■ Article ■
──────────

UI Primitives
Screen control, field editors, lightbar menus, forms, and scrollable viewers
This is where your BBS stops looking like a stream of text and starts looking like software. Cursor-addressed screens. Color-blocked headers. Bounded input fields that scroll when the text gets long. Lightbar menus you navigate with arrow keys. Multi-field forms with Tab navigation and validation. Scrollable text viewers for help screens and log windows.
All of this lives in maxui.mh and works alongside max.mh:
#include <max.mh>
#include <maxui.mh>
Everything here works with ANSI and AVATAR terminals automatically. You don’t need to emit raw escape sequences — the display layer handles translation based on the caller’s terminal type. You paint screens, the system worries about the protocol.
On This Page
- Quick Reference
- Low-Level Screen Primitives
- Field Editors
- Lightbar Menus
- Forms
- Scrolling Regions & Text Viewers
- Constants Reference
- Complete Examples
Quick Reference
Screen Primitives
| Function | What It Does |
|---|---|
ui_goto() |
Move cursor to a screen position |
ui_set_attr() |
Set foreground + background color attribute |
ui_fill_rect() |
Fill a rectangle with a character and color |
ui_write_padded() |
Write a padded string at a position |
ui_read_key() |
Read a keypress (handles arrow/function keys) |
Field Editors
| Function | What It Does |
|---|---|
ui_edit_field() |
Positioned, styled text input field |
ui_prompt_field() |
Prompt string + inline edit field |
Lightbar & Selection
| Function | What It Does |
|---|---|
ui_lightbar() |
Vertical lightbar menu |
ui_lightbar_pos() |
Positioned / multi-column lightbar |
ui_select_prompt() |
Inline Yes/No style selection |
Forms
| Function | What It Does |
|---|---|
ui_form_run() |
Multi-field form with navigation and validation |
Scrolling & Viewing
| Function | What It Does |
|---|---|
ui_scroll_region_*() |
Append-only scrollable text panel |
ui_text_viewer_*() |
Read-only paging text viewer |
Low-Level Screen Primitives
These are the building blocks. Most scripts won’t use them directly — the higher-level widgets (fields, lightbars, forms) call them internally. But they’re available when you need pixel-perfect control.

──────────

Continue the UI primitives documentation from its last sentence, picking up with the low-level screen primitives section.

──────────

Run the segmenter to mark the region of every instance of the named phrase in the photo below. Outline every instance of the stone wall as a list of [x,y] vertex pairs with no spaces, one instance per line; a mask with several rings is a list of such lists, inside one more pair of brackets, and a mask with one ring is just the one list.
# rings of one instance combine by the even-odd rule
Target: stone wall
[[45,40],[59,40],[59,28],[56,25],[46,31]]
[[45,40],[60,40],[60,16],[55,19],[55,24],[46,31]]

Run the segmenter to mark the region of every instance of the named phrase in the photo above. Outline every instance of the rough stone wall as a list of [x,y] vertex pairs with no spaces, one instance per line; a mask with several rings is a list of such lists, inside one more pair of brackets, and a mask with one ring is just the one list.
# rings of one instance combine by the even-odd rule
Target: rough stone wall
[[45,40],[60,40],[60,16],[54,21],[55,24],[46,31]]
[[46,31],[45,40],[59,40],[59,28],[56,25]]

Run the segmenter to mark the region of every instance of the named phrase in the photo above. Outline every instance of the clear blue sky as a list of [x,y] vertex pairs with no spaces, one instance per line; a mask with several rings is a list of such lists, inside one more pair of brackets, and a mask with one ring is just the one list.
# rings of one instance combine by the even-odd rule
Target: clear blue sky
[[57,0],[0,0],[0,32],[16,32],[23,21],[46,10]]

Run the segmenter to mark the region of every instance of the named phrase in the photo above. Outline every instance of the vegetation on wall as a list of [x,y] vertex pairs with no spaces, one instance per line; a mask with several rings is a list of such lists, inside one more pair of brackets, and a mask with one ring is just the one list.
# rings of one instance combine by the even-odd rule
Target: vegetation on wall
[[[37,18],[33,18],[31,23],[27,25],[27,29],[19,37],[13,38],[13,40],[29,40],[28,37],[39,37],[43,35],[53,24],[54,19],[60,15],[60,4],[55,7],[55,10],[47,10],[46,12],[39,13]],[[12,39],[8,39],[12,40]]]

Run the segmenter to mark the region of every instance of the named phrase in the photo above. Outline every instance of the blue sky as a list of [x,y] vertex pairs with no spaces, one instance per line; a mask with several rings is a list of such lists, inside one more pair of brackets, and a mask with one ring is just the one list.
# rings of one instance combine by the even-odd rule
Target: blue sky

──────────

■ Result ■
ui_goto(row, col)
Move the cursor to an absolute screen position.
void ui_goto(int: row, int: col);
Coordinates are 1-based — ui_goto(1, 1) is the top-left corner.
ui_goto(10, 5);
print("Hello!"); // prints at row 10, column 5
ui_set_attr(attr)
Set the current display attribute (foreground + background color).
void ui_set_attr(int: attr);
The attribute byte is foreground + (background * 16). Use the UI_*
constants from maxui.mh for readability:
ui_set_attr(UI_YELLOWONBLUE);
print("Highlighted text");
ui_fill_rect(row, col, width, height, ch, attr)
Fill a rectangular screen area with a character and attribute.
void ui_fill_rect(int: row, int: col, int: width, int: height,
char: ch, int: attr);
// Draw a cyan header bar across the top row
ui_fill_rect(1, 1, 80, 1, ' ', UI_CYAN);
ui_write_padded(row, col, width, s, attr)
Write a string padded to a fixed width with a given attribute. Useful for labels, headers, and status bars.
void ui_write_padded(int: row, int: col, int: width, string: s, int: attr);
ui_write_padded(1, 1, 80, "[ Main Menu ]", UI_CYAN);
ui_read_key()
Read a single keypress. Returns an integer key code consistent with the C
layer (keys.h). Handles arrow keys, function keys, and escape sequences
transparently.
int: k;
k := ui_read_key();
All the higher-level widgets use this internally for their input loops.
Field Editors
Field editors give you bounded, styled text input — the kind you’d use for login forms, registration screens, or any prompt where you want control over position, width, and appearance.
ui_edit_field
Low-level field editor with full control over positioning and style.
string ui_edit_field(int: row, int: col, int: width, int: max_len,
string: buf, ref struct ui_edit_field_style: style);
| Parameter | Purpose |
|---|---|
row, col |
Screen position (1-based) |
width |
Visible width on screen |
max_len |
Maximum input length (can exceed width — field scrolls) |
buf |
Initial value (pre-fill) |
style |
Style struct (see below) |
Returns the edited string. The result code is stored in regs_2[0].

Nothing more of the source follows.